- [Instruction]:
Extract each of the rows below verbatim, keeping every line unchanged.

- [Data for the task]:
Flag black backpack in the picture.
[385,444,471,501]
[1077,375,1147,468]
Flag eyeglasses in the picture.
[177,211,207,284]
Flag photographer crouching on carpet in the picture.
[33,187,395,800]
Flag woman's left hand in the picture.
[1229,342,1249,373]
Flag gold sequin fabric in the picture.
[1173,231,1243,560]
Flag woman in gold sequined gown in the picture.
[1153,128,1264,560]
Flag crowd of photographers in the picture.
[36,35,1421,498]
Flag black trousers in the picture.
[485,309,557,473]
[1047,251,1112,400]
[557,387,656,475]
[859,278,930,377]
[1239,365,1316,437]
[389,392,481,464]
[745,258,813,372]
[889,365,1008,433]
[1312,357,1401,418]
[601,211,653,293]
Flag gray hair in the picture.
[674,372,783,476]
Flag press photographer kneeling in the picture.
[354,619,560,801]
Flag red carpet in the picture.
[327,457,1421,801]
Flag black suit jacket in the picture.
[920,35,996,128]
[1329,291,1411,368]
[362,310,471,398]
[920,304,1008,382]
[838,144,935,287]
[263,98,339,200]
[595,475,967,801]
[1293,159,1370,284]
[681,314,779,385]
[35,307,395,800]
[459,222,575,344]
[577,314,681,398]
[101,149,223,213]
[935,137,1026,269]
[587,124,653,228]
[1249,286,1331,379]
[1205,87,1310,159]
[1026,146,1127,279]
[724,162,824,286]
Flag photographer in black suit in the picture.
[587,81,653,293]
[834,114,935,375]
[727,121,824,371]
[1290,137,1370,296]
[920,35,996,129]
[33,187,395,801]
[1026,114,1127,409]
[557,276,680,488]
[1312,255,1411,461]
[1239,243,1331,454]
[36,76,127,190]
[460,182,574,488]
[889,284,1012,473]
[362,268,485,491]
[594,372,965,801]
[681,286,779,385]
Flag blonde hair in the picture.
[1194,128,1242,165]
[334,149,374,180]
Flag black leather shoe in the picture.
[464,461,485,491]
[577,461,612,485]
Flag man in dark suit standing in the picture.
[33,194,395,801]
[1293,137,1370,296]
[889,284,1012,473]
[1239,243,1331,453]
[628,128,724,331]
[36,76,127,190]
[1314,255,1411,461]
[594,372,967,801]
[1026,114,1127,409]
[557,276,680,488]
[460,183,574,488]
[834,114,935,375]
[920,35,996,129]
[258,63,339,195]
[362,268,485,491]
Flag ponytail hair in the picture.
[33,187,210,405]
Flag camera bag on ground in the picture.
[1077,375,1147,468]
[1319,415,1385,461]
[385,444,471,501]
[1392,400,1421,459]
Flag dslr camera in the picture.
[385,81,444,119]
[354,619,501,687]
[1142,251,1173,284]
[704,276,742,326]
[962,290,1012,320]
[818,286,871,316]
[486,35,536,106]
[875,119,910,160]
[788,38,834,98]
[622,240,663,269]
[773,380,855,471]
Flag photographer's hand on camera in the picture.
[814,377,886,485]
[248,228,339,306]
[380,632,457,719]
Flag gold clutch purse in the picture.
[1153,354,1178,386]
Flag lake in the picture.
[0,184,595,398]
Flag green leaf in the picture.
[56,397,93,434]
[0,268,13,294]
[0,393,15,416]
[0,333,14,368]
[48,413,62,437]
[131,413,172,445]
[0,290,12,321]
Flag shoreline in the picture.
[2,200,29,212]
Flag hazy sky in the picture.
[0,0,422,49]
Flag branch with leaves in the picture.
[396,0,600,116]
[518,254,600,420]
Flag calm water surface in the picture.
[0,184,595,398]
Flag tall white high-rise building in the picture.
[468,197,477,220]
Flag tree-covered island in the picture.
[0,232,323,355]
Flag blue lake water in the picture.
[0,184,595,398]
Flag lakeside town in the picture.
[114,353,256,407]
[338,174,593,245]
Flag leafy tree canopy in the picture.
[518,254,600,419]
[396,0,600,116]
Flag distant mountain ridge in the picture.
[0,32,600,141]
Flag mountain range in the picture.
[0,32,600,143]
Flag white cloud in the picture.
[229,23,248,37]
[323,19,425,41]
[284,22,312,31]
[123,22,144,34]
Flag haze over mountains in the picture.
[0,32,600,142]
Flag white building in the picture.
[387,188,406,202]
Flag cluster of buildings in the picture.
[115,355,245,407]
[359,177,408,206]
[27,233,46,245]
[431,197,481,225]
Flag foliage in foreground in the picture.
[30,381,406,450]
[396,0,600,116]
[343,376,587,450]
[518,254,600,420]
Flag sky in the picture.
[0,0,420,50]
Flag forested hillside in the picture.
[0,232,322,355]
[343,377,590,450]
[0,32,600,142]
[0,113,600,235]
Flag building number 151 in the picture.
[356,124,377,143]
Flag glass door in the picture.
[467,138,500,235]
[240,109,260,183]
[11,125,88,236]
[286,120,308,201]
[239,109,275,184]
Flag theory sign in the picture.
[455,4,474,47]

- [Result for this exercise]:
Flag black backpack in the picture.
[385,444,471,501]
[1077,375,1147,468]
Flag eyeglasses in the picture.
[177,211,207,284]
Flag photographer crouching on carpet in the picture.
[33,187,395,800]
Flag woman's left hand in the picture.
[1229,342,1249,373]
Flag gold sequin fabric in the picture.
[1173,231,1243,560]
Flag woman in gold sequined gown in the picture.
[1153,128,1264,560]
Flag crowd of photographers in the picture.
[36,35,1421,498]
Flag black trousers in the picture.
[485,309,557,473]
[1047,251,1112,400]
[557,387,656,475]
[859,278,930,377]
[1239,365,1316,437]
[389,392,481,464]
[745,258,813,372]
[889,365,1008,433]
[1312,357,1401,418]
[601,211,653,293]
Flag gray hair in the picture.
[674,372,783,476]
Flag press photographer kneeling in the picture.
[354,619,560,801]
Flag red carpet in the picture.
[327,457,1421,801]
Flag black suit jacket in the picture.
[920,35,996,128]
[1329,291,1411,368]
[362,310,471,398]
[920,304,1008,382]
[838,144,935,287]
[263,98,339,200]
[595,475,967,801]
[1293,159,1370,284]
[681,314,779,385]
[35,307,395,800]
[459,222,575,344]
[577,314,681,398]
[101,149,223,213]
[935,137,1026,269]
[587,124,653,228]
[1249,286,1331,379]
[1205,87,1310,159]
[1026,146,1127,279]
[724,162,824,286]
Flag photographer in black suit in the picture.
[587,81,653,293]
[834,114,935,375]
[727,121,824,371]
[1290,137,1370,296]
[920,35,996,129]
[33,187,395,801]
[1026,114,1127,409]
[557,276,680,488]
[1312,255,1411,461]
[1239,243,1331,454]
[36,76,127,190]
[460,182,574,488]
[889,284,1012,473]
[362,268,485,491]
[594,372,965,801]
[681,286,779,385]
Flag blonde hair in the picture.
[1194,128,1242,165]
[334,149,374,180]
Flag black leather shoe in the picture.
[464,461,485,491]
[577,461,612,485]
Flag man in dark suit standing in the picture.
[33,194,395,801]
[1293,137,1370,296]
[889,284,1012,473]
[1239,243,1331,453]
[628,128,724,331]
[36,76,127,190]
[1314,255,1411,461]
[594,372,967,801]
[1026,114,1127,409]
[557,276,680,488]
[460,183,574,488]
[834,114,935,375]
[920,35,996,129]
[258,63,339,195]
[362,268,485,491]
Flag ponytail hair in the picture.
[33,187,210,405]
Flag camera bag on ground in the picture.
[1077,375,1147,468]
[1319,415,1385,461]
[385,444,471,501]
[1392,400,1421,459]
Flag dslr camera in the picture.
[385,81,444,119]
[354,619,501,687]
[1142,251,1173,284]
[704,276,742,326]
[962,290,1012,320]
[818,286,871,316]
[486,35,536,106]
[875,119,910,160]
[788,38,834,98]
[622,240,663,269]
[773,380,855,471]
Flag photographer's hand on camera in the picture.
[814,377,886,485]
[248,228,339,306]
[380,632,457,719]
Flag gold clutch purse in the picture.
[1153,354,1178,386]
Flag lake in the picture.
[0,184,595,398]
Flag green leaf in the picture.
[56,397,93,434]
[0,268,13,294]
[0,393,15,416]
[0,333,14,368]
[48,413,62,437]
[131,413,172,445]
[0,290,12,321]
Flag shoreline in the picture.
[2,200,29,212]
Flag hazy sky in the picture.
[0,0,422,49]
Flag branch with leaves in the picture.
[396,0,600,116]
[518,254,600,420]
Flag calm water surface in the picture.
[0,184,595,398]
Flag tall white high-rise building in the picture.
[468,197,477,220]
Flag tree-covered island in the picture.
[0,232,323,355]
Flag blue lake water in the picture.
[0,184,595,398]
Flag lakeside town in the picture.
[114,353,256,407]
[338,174,593,245]
Flag leafy tree canopy in the picture.
[518,254,600,419]
[396,0,600,116]
Flag distant mountain ridge in the picture.
[0,32,600,141]
Flag mountain range in the picture.
[0,32,600,143]
Flag white cloud in the picture.
[229,23,248,37]
[323,19,425,41]
[284,22,312,31]
[123,22,144,34]
Flag haze over mountains in the picture.
[0,32,600,142]
Flag white building in the picture.
[387,188,406,202]
Flag cluster of buildings in the picture.
[115,355,245,407]
[359,177,408,206]
[27,233,46,245]
[431,197,481,225]
Flag foliage in foreground in the picture.
[30,381,406,450]
[396,0,600,116]
[343,376,587,450]
[518,254,600,420]
Flag sky in the picture.
[0,0,420,50]
Flag forested hillside in the picture.
[0,232,322,355]
[343,377,590,450]
[0,32,600,142]
[0,113,600,235]
Flag building number 151 in the picture.
[356,124,377,143]
Flag glass door in the picture.
[467,138,500,235]
[240,109,260,183]
[11,125,88,236]
[286,120,308,201]
[239,109,275,184]
Flag theory sign in the picture.
[455,4,474,47]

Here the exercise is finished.